* [What you will do]
Put every line of the rows below into a two-column Markdown table headed No. and Line text, numbering the lines in order and omitting blank lines.

* [Data provided]
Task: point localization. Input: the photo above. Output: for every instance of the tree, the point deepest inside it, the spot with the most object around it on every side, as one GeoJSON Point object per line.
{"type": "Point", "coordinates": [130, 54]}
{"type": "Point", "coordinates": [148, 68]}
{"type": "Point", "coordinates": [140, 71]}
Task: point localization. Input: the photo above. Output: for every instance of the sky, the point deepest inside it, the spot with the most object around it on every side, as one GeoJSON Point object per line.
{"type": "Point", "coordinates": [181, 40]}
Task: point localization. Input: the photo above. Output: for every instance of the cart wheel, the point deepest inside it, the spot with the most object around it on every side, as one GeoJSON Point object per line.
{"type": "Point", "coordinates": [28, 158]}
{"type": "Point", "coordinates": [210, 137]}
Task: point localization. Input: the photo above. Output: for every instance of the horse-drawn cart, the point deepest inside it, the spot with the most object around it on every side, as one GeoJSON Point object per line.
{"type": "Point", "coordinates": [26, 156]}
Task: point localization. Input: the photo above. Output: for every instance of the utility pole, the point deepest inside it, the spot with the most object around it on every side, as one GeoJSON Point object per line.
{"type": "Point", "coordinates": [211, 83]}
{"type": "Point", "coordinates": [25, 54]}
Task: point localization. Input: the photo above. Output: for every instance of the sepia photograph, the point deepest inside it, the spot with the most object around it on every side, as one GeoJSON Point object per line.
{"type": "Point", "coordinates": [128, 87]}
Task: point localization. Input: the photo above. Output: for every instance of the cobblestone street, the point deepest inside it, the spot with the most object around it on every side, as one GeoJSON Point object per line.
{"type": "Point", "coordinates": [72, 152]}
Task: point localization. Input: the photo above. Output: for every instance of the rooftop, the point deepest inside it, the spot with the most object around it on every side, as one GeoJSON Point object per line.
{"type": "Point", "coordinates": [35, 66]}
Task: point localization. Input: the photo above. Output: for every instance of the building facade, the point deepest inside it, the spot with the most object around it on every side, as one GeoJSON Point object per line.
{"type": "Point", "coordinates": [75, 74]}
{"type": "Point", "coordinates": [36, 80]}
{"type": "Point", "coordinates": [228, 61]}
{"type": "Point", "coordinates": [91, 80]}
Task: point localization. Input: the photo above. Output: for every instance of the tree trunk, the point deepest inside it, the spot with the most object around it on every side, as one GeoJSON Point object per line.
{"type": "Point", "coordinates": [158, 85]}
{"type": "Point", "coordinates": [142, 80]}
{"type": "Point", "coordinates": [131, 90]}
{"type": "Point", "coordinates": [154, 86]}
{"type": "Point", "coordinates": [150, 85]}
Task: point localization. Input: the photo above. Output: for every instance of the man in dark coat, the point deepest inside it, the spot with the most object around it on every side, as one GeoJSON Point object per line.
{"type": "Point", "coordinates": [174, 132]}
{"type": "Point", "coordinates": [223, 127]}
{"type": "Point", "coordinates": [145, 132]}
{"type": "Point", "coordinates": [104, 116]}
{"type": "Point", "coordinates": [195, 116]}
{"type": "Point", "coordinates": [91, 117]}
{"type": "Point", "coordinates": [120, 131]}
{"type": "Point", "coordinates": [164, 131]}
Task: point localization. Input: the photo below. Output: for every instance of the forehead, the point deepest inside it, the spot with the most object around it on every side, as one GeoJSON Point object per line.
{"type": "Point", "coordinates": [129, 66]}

* [Task response]
| No. | Line text |
|---|---|
| 1 | Task: point localization. Input: the photo above. Output: for every instance of the tree, the point deepest inside it, the spot with the most object around it on every side, as one GeoJSON Point object per line. |
| 2 | {"type": "Point", "coordinates": [130, 54]} |
| 3 | {"type": "Point", "coordinates": [148, 68]} |
| 4 | {"type": "Point", "coordinates": [140, 71]} |
| 5 | Task: point localization. Input: the photo above. Output: for every instance of the sky, the point deepest inside it, the spot with the most object around it on every side, as one GeoJSON Point object per line. |
| 6 | {"type": "Point", "coordinates": [181, 40]} |
| 7 | Task: point localization. Input: the photo above. Output: for every instance of the cart wheel, the point deepest inside it, the spot with the most object around it on every side, as one GeoJSON Point object per line. |
| 8 | {"type": "Point", "coordinates": [28, 158]} |
| 9 | {"type": "Point", "coordinates": [210, 137]} |
| 10 | Task: point localization. Input: the photo above. Output: for every instance of the horse-drawn cart, the point deepest inside it, the spot with the most object around it on every side, as one GeoJSON Point object per line. |
| 11 | {"type": "Point", "coordinates": [26, 156]} |
| 12 | Task: point localization. Input: the photo above. Output: for every instance of the utility pole, the point deepest inside it, the spot with the most object around it on every side, as one GeoJSON Point object per line. |
| 13 | {"type": "Point", "coordinates": [211, 83]} |
| 14 | {"type": "Point", "coordinates": [25, 54]} |
| 15 | Task: point localization. Input: the photo above. Output: for every instance of the sepia photograph, the point deepest inside it, the spot with the most object around it on every side, as one GeoJSON Point object per line. |
| 16 | {"type": "Point", "coordinates": [128, 87]} |
| 17 | Task: point localization. Input: the photo above. Output: for every instance of the cobblestone street, the point deepest inside it, the spot with the most object around it on every side, as one GeoJSON Point object per line. |
| 18 | {"type": "Point", "coordinates": [72, 152]} |
| 19 | Task: point localization. Input: the photo above. Output: for every instance of the rooftop, the point deepest inside it, the spot with the most object around it on every side, as one GeoJSON Point object per line. |
| 20 | {"type": "Point", "coordinates": [35, 66]} |
| 21 | Task: point localization. Input: the photo above. Output: for every instance of the building facade, the point deepest inside it, the spot with the most object around it on every side, as one GeoJSON Point object per line. |
| 22 | {"type": "Point", "coordinates": [75, 74]} |
| 23 | {"type": "Point", "coordinates": [36, 80]} |
| 24 | {"type": "Point", "coordinates": [228, 61]} |
| 25 | {"type": "Point", "coordinates": [91, 80]} |
| 26 | Task: point localization. Input: the photo above. Output: for every instance of the tree trunk, the point deepest inside it, the spot with the most object around it on every side, as one GeoJSON Point object per line. |
| 27 | {"type": "Point", "coordinates": [158, 85]} |
| 28 | {"type": "Point", "coordinates": [142, 80]} |
| 29 | {"type": "Point", "coordinates": [131, 90]} |
| 30 | {"type": "Point", "coordinates": [154, 86]} |
| 31 | {"type": "Point", "coordinates": [150, 85]} |
| 32 | Task: point localization. Input: the photo above. Output: for every instance of the man in dark coat, the point deepest inside it, the spot with the most object around it on every side, as one GeoJSON Point object per line. |
| 33 | {"type": "Point", "coordinates": [174, 132]} |
| 34 | {"type": "Point", "coordinates": [223, 127]} |
| 35 | {"type": "Point", "coordinates": [145, 132]} |
| 36 | {"type": "Point", "coordinates": [104, 116]} |
| 37 | {"type": "Point", "coordinates": [195, 116]} |
| 38 | {"type": "Point", "coordinates": [91, 117]} |
| 39 | {"type": "Point", "coordinates": [120, 131]} |
| 40 | {"type": "Point", "coordinates": [164, 131]} |
| 41 | Task: point localization. Input: the photo below. Output: for every instance of the forehead, the point deepest inside it, the spot with the most object around it on every side, as one GeoJSON Point object per line. |
| 42 | {"type": "Point", "coordinates": [129, 66]} |